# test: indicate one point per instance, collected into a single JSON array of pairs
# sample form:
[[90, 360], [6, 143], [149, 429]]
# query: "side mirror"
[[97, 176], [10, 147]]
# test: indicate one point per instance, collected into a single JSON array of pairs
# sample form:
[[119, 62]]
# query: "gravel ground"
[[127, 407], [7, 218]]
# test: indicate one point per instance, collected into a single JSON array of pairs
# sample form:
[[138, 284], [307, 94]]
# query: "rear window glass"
┄┄┄┄┄┄┄┄┄┄
What you have to do -> Rewrite the lines above, replacing "instance" with "object" and leaving everything else unchanged.

Solution to this exercise ->
# test: indicate one point per object, collected into a single JSON array of pairs
# sample form:
[[90, 360], [6, 143], [149, 429]]
# query: "side mirror"
[[97, 176], [10, 147]]
# test: indicate one point per object, collected into a single JSON array of pairs
# sample form:
[[119, 62]]
# query: "gravel ground"
[[127, 407], [7, 218]]
# test: indicate one point per object, collected into a single JSON array of pairs
# sample form:
[[138, 284], [307, 94]]
# query: "rear window glass"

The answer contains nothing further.